─── Data extract ───
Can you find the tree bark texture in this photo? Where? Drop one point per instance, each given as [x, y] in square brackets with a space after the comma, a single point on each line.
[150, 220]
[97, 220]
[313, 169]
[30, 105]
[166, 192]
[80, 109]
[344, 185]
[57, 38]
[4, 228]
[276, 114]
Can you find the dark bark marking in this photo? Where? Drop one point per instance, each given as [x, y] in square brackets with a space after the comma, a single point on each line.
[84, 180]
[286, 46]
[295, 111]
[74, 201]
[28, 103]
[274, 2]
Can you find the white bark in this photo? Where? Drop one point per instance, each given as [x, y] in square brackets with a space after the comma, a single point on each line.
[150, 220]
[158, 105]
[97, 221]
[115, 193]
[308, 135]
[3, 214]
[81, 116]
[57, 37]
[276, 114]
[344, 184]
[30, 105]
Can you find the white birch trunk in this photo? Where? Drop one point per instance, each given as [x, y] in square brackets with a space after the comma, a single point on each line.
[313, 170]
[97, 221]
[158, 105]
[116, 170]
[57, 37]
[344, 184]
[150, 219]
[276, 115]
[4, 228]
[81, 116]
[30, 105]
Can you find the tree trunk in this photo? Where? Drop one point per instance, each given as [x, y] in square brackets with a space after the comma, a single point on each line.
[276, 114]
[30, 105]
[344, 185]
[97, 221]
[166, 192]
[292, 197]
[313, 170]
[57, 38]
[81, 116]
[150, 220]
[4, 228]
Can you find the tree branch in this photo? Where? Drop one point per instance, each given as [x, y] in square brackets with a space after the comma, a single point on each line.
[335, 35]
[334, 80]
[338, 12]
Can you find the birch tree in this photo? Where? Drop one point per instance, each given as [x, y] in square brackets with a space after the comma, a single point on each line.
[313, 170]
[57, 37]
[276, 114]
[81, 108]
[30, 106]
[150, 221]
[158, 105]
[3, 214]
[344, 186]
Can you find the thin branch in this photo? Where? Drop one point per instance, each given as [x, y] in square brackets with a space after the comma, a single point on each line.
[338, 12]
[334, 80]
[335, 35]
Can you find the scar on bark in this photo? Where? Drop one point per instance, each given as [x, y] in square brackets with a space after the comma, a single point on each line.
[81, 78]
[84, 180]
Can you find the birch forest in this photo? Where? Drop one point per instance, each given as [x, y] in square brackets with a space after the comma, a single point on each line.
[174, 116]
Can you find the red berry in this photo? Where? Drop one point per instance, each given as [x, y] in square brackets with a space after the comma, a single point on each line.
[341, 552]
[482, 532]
───
─── Data extract ───
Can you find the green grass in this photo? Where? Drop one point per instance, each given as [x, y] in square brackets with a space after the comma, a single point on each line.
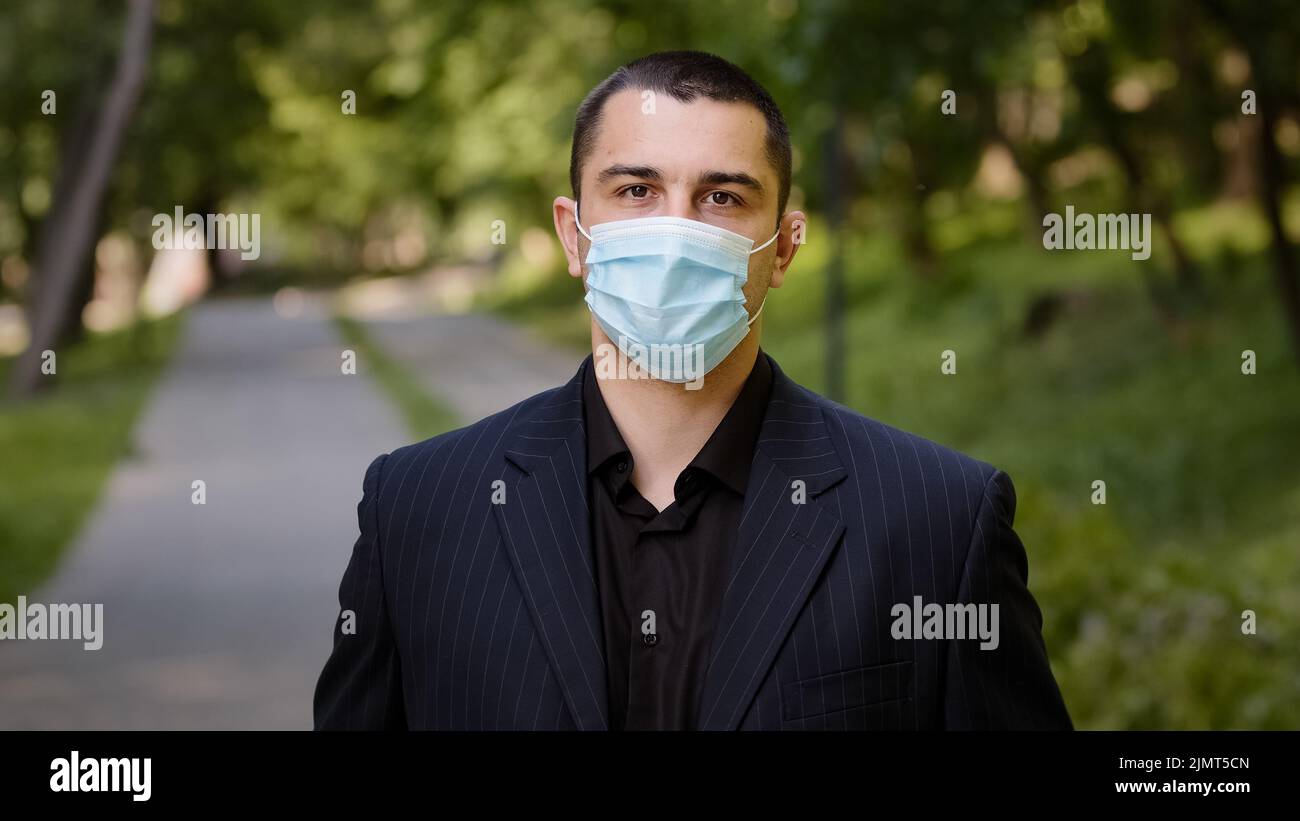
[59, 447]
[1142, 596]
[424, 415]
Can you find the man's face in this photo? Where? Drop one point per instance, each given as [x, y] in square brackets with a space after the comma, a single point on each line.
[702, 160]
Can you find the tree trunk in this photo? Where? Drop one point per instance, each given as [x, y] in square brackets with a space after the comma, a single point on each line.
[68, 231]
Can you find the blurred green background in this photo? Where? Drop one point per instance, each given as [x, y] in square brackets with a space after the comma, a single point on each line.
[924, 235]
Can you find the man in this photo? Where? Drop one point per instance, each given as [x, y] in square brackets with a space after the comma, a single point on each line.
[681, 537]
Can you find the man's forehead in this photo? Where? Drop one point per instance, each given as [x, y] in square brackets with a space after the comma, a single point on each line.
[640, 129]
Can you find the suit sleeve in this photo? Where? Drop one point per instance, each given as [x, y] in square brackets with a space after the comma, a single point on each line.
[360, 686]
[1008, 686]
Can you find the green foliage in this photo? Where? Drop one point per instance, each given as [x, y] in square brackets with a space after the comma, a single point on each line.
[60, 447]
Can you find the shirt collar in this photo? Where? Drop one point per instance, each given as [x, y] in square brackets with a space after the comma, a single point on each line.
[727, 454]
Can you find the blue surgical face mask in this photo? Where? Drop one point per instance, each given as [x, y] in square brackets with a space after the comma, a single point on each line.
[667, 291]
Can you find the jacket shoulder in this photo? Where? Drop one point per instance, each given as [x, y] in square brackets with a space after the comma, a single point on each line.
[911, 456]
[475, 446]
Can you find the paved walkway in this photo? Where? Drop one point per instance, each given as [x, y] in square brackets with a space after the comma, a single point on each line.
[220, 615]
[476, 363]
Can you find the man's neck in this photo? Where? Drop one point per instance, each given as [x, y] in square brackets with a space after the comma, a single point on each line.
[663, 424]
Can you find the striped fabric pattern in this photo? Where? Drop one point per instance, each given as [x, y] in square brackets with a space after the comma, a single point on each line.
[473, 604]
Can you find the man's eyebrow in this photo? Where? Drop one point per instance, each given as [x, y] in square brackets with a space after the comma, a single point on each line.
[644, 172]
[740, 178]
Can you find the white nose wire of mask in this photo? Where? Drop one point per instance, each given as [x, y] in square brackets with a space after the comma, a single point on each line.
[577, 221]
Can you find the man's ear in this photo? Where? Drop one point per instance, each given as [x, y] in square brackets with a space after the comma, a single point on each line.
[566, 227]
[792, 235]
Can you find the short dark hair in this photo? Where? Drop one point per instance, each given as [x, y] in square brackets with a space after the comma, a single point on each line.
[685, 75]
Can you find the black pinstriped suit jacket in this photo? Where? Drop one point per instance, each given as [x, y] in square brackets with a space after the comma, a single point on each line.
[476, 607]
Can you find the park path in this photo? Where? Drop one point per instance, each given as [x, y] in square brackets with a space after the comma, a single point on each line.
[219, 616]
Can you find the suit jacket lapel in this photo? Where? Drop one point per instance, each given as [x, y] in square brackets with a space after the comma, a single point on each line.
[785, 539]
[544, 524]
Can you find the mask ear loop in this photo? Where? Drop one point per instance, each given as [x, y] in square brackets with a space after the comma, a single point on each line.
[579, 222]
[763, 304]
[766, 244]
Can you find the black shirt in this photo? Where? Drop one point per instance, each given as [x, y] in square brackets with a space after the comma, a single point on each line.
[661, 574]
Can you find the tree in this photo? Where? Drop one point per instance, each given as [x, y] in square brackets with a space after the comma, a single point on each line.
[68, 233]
───
§ **Required work**
Return every row above that contains the word "bark", copying each one in full.

§ **Output for this exercise**
Can you find the tree bark texture in this photo? Where? Drop one point per instance, each given as [x, y] in square brackets with a space after the comma, a single point on each line.
Can you find the dark bark marking in this photo? Where? Drop one point per instance, each given as [x, y] in square brackets with a space after the comma, a single point on each line.
Can you find the white bark in this photo? Where? Drop one point per instance, each given as [x, y] in square brackets with a space after the comma, a single point on each line.
Can you find the scar on bark in this photo? Where? Drop one point per instance, each given as [x, y] in square brackets with a space after the comma, a single point on each line.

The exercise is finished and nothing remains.